O processo artístico

Esta foi minha terceira participação no Simpósio promovido pelo pessoal do grupo ArtEnVivo e, como nas demais edições, a ideia é produzir uma arte inédita em uma semana e registrar suas etapas em vídeo e publicá-las na página do grupo. Os temas costumam ser livres e eu sempre busco algo que não se resuma apenas a uma imagem aleatória, mas que tenham algum sentido ou mensagem para quem veja, principalmente se tiver alguma relação com o nosso cotidiano. Nesta edição eu busquei experimentar um pouco mais com a utilização de outros materiais e isto acaba sendo um desafio à parte porque saímos de uma certa zona de segurança. E sempre ficamos em dúvida se o resultado final vai ser da maneira como esperamos que seja.


Como o título da obra sugere, é um mar de palavras que precisaria necessariamente ser composto por elementos que tivessem alguma ligação com este título e escolhi que seriam diversas letras soltas. E é aqui que surgiu a ideia de utilizar algo além de tintas e pincéis. Como pintar letras e frases não é algo que eu goste de fazer, tive a ideia de carimbar estas letras, até para ganhar tempo na produção... apesar de 7 dias parecer um tempo longo para a produção de uma pintura, pela complexidade do tema que me propus a fazer eu corria o risco de não ter tempo suficiente, principalmente se eu fizesse letra por letra manualmente (ou se escolhesse fazer frases aleatórias, o que não funcionaria, quebrando o caráter universal que eu queria dar para a obra, por conta da língua).

E carimbar estas letras acabou sendo bem mais desafiador do que eu tinha em mente. Arrumei dois tamanhos de carimbos de letras e as distribuí pela tela de forma aleatória, em 2 cores com as letras maiores e com 3 cores diferentes para as letras menores, buscando preencher ao máximo toda a área do mar, que foi pintado como base, anteriormente. Este processo repetitivo se torna um tanto cansativo, principalmente considerando que seria preciso gravar uma parte do processo, editar como um vídeo curto e publicá-lo.

A etapa final veio sobrepondo várias camadas de tinta no mar, entre cores mais escuras e mais claras, dando mais profundidade e buscando um aspecto mais próximo do real. A inserção do personagem foi a última etapa, dando mais sentido e dramaticidade à cena. A intenção era mostrar um personagem que nada com afinco, sem direção, como uma tarefa árdua e exaustiva, fazendo um paralelo simbólico com o que nos deparamos no cotidiano, com tantas narrativas vigentes, versões enviesadas da realidade, crenças, ideologias, entre tantas outras que podemos observar em conversas, notícias, mídias sociais, etc. Apenas para citar um exemplo como forma de demonstrar como isso ocorre hoje em dia, a ascensão da extrema direita em diversas partes do mundo, faz com que a luta pelo domínio da tão falada narrativa se mostre cada vez mais disputada e divulgada, não importando muito se trata de fatos ou não. E este é apenas um espectro.

Referências Artísticas

Picasso - "Natureza-morta com
cadeira empalhada"

- DADOS DA TAREFA -
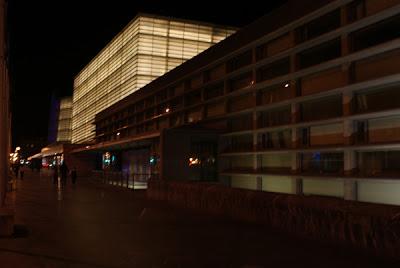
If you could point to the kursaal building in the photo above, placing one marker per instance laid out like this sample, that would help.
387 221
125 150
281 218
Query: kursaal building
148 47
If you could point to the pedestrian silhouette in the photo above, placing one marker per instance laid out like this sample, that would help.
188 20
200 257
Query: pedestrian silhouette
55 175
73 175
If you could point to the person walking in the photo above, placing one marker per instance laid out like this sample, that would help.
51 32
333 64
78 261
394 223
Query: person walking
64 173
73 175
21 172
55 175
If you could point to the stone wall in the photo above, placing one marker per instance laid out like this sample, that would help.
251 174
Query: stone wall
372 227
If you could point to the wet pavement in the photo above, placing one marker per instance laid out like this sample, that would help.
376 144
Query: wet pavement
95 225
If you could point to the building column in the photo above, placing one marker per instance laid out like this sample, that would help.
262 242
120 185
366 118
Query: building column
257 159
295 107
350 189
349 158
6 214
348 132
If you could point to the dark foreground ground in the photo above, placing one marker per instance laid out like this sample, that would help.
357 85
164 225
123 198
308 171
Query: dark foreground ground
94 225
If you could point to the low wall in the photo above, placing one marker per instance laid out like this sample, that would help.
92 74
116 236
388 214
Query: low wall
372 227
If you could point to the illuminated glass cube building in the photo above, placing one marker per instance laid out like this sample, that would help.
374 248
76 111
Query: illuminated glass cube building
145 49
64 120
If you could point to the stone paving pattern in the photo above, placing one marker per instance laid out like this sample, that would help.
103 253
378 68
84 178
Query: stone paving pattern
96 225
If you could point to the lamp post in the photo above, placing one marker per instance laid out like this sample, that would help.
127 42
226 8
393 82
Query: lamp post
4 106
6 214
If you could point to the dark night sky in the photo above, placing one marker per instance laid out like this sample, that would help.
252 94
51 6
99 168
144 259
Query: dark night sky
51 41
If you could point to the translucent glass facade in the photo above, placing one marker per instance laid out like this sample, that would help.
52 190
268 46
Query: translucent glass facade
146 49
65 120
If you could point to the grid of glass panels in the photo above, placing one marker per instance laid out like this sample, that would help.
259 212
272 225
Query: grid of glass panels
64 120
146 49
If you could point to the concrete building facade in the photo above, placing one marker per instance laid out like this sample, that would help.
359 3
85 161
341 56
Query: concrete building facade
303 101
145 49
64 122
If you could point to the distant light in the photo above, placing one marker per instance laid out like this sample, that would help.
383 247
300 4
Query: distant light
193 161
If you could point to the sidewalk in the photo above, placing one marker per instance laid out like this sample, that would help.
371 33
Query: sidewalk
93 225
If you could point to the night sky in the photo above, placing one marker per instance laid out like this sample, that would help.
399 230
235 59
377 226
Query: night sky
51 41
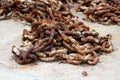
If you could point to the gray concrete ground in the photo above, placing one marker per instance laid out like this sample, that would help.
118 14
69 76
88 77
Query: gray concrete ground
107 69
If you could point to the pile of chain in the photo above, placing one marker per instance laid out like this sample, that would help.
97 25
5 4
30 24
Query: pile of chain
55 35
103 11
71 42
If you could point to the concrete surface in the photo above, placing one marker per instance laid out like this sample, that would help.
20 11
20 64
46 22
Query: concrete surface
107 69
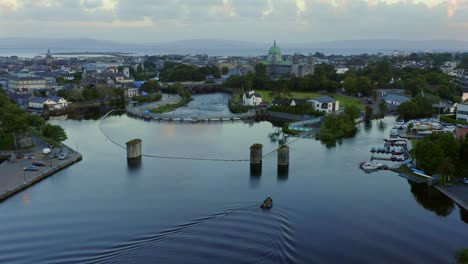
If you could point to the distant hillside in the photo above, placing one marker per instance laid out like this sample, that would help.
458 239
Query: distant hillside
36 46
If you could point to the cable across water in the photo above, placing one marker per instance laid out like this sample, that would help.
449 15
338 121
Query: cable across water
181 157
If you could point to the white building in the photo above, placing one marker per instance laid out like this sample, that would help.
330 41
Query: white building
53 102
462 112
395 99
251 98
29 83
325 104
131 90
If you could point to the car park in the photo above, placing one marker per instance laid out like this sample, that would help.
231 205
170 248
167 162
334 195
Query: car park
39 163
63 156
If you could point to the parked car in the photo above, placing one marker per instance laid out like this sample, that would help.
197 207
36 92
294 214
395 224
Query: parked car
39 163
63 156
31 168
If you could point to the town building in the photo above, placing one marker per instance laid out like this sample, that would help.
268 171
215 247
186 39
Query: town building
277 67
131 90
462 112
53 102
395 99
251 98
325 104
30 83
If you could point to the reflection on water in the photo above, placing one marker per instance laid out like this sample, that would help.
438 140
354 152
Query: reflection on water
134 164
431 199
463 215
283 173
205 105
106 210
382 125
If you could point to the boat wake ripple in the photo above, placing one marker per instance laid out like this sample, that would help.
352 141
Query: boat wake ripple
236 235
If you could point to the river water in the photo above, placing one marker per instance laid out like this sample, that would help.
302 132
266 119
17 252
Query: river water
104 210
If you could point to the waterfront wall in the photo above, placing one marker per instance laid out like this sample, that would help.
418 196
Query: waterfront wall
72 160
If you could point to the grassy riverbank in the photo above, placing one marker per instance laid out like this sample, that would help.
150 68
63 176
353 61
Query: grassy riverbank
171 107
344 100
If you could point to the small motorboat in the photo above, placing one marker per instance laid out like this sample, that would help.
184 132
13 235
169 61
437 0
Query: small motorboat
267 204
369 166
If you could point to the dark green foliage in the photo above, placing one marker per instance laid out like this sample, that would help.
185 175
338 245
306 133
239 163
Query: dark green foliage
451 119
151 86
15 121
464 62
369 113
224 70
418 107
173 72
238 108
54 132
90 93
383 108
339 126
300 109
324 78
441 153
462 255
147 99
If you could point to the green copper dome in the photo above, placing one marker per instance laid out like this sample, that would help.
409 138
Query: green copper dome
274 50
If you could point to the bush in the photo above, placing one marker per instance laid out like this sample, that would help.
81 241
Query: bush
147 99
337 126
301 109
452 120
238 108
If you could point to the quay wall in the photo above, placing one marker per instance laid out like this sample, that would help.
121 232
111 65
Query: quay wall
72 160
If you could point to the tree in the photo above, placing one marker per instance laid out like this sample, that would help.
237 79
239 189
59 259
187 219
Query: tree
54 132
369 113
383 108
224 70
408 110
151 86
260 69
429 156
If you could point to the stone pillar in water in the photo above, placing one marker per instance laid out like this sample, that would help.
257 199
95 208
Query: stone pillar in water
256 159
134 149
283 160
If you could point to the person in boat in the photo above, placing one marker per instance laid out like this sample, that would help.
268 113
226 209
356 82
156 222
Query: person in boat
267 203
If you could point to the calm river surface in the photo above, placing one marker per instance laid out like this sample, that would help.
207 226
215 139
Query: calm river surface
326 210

...

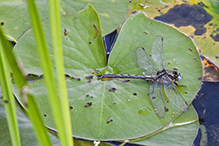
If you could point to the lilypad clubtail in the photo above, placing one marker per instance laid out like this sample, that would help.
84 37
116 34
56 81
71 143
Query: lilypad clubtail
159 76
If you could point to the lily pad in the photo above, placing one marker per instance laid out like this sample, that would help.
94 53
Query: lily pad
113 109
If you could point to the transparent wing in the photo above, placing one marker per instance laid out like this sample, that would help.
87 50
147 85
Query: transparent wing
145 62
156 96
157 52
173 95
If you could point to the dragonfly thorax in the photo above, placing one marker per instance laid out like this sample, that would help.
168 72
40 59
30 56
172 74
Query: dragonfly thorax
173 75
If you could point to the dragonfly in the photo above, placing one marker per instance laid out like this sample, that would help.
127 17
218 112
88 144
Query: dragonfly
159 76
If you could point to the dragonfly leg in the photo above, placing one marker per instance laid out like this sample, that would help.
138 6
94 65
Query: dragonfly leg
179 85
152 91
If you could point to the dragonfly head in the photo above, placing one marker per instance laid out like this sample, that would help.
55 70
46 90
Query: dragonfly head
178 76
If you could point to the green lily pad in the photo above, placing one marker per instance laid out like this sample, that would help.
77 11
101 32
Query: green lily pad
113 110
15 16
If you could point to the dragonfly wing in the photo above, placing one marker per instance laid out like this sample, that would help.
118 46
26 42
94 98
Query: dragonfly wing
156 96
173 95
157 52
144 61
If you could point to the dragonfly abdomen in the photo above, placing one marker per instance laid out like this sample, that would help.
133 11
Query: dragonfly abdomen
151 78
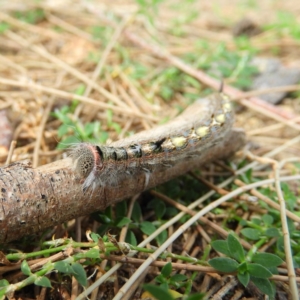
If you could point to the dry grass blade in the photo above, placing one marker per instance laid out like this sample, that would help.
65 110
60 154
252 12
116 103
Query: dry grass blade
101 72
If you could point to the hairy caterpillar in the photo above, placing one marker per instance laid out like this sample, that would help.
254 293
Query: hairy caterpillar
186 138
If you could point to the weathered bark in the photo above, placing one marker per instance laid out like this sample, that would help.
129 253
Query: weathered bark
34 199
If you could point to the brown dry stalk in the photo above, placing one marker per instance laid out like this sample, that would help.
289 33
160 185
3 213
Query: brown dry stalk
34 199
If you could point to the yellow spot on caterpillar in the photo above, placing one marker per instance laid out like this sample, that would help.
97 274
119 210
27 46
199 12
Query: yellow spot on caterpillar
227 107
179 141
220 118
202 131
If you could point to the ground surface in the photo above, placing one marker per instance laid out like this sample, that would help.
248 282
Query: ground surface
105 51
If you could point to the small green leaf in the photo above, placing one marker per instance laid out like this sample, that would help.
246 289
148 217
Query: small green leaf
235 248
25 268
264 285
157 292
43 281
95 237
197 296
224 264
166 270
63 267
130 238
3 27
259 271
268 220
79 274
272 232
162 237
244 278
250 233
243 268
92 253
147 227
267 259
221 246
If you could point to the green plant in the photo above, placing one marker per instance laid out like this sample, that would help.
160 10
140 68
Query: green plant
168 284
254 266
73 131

- TAREFAS -
A: Identifique nos registros cada linha em que aparece a palavra "lilypad" e copie essas linhas.
B: Dê continuidade ao trecho sobre o processo artístico a partir do ponto em que ele termina.
O trecho e os registros têm origens distintas.

- RESULTADOS FINAIS -
A:
If you could point to the lilypad clubtail in the photo above, placing one marker per instance laid out like this sample, that would help.
Query: lilypad clubtail

B:
Desde o princípio, quando tive a ideia da pintura e de buscar uma forma alternativa de fazer as letras, eu tive em mente uma característica do cubismo, que era a colagem e a utilização de materiais diversos que espalhou para outros movimentos mais tarde. Artistas como Picasso, Braque, Juan Gris e Max Ernst (entre tantos outros) recorreram por um tempo ao processo de incorporar a colagem de diversos materiais junto à pintura, que foi nomeado de “papiers collés”. Principalmente Braque e Picasso, que consideravam que seu estúdio deveria ser um lugar inteiramente dedicado às experiências e nesta forma de inventar um novo tipo de pintura, foram incorporando materiais da vida cotidiana como tecidos, recortes de jornal, tiras de papel de parede, gaze, pedaços de assento de palha, papelão, lâminas de barbear, entre outros tantos materiais. 

Alexander Archipenko - "Mulher
com chapéu"

Em 1912, a relação de troca de ideias entre Picasso e Braque eram bem intensas. Picasso considerava Braque como um igual. Inclusive a ideia inicial da introdução destes materiais estranhos à prática artística veio de Braque e, para Picasso, estas inovações eram um pretexto perfeito para alargar o sistema da iconologia cubista. Ainda em maio de 1912 Picasso produz a obra “Natureza-morta com cadeira empalhada”, feita com um pedaço de tela encerada colada sobre uma tela em que o artista pintou com tinta a óleo e rodeou a borda da obra com corda, como se fosse uma espécie de moldura, deixando ainda mais evidente a utilização de materiais normalmente alheios à produção artística tradicional.

Max Ernst - "Os Cormorões"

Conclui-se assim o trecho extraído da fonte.